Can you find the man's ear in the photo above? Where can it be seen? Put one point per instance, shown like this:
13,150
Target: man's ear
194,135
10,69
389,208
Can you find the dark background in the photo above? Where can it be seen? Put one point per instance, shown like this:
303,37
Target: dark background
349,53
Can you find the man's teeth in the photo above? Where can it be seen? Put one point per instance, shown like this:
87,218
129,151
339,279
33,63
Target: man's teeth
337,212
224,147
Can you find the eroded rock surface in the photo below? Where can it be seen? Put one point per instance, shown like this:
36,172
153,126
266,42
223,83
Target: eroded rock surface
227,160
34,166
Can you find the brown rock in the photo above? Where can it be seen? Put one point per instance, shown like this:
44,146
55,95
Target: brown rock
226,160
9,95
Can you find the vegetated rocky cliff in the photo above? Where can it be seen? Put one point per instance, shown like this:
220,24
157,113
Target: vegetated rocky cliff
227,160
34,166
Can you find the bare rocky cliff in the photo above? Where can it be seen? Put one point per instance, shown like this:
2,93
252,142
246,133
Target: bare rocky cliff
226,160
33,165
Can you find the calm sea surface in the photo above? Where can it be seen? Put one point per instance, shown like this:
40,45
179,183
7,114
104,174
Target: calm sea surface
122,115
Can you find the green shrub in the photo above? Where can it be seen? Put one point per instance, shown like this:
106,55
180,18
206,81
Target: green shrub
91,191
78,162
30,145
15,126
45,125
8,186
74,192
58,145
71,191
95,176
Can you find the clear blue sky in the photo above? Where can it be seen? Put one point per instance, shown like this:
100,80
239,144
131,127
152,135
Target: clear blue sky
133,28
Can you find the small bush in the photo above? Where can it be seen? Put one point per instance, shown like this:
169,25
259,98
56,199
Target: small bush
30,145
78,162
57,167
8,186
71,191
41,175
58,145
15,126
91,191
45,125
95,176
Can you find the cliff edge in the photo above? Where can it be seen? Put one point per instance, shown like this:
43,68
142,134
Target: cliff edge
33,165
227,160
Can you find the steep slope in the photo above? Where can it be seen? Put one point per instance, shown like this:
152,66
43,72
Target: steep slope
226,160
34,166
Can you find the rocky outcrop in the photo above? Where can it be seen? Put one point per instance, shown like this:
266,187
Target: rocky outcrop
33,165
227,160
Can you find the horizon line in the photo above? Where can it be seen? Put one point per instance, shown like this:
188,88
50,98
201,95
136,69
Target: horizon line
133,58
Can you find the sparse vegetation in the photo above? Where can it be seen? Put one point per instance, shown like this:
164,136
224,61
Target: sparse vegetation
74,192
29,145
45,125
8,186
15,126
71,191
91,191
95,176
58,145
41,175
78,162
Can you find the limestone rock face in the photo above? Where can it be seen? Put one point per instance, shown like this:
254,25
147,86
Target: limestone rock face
================
Write out every line of the listing that holds the word "limestone".

▶ **Solution**:
Can you find the limestone rock face in the photo above? Where can it be seen? Put one point per instance, shown like this:
Target: limestone rock face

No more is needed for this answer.